Document section:
____
Monthly Archives: March 2008
Just took a break to eat ice-cream and write some reponses to the good advice my friends have given me.
My English paper that should be 4 to 5 pages long has become 10 pages and increasing. And worse still it has taken up most of my time because I had to do extensive research on the topic just to get higher marks. A here is so IMPOSSIBLE to get, because it needs 93.++++ to get an A. Mid-term exams are coming up as well. zzz….
Some people just refuse to be a little considerate and think from other’s position. Some people will just ram though their agenda no matter what casualties it might leave. Some people are just so full of themselves they think other people around exist for them alone.
How would you deal with these people? It would be easy to ignore them if they were not really related to you, but if they are your friends, and worse still, your finances are bound to their cooperation? I am able to survive here on an extremely tight budget partly because of the agreement we have made, and I would risk this rather favourable situation if we had a fallout.
____
Raw data:
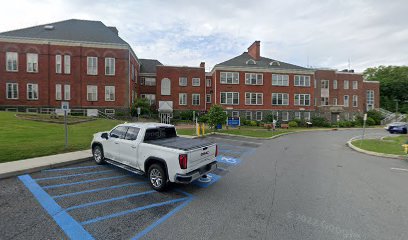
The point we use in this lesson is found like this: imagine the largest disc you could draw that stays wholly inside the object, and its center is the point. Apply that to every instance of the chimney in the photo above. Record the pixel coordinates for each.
____
What to do: Write the next part of the blog post about the overgrown English paper and the inconsiderate friends, starting right after its last sentence.

Final answer:
I very familiar scene played out before me at the rehearsals, in rather different circumstances. Not much about the performance, but more about the people. A very sudden feeling of being back in my high school come to me, and I was absolutely petrified.
High school was not quite a happy place for me, after my primary school which is the place I hated the most. Only when unforeseen reasons forced me to stay back in my secondary school for Form 6 did I really feel alive. The years of my life before that was lived in unconciousness and stupidity, which I do not wish to recount here. I changed my attitude in my Form 6, and for once made myself some very good friends, whom I still cherish until today. But the days I had to go through being silent and a passive observer of norms existing around me were pain indeed. I must admit that I do not have the natural talent to connect with people, and to be able to just say ‘Hi’ to someone the next time I meet him is through my hard and sincere effort during the first meeting. But sometimes I am very tired of putting up a face. However, I am also fully aware that I am not that good looking to begin with, and others should be more tired than me puting up a face for me.
Half way through the rehearsal I felt that everyone acted about the same as my former secondary schoolmates, and society members. The logic and conduct from college was lost in this new environment, and weirdly resembled my high school. Maybe I should do more, be more open to others. Maybe I should be brave enough. Maybe I should care and think so much. Maybe I didn’t do all these in high school before so that’s why I floundered there.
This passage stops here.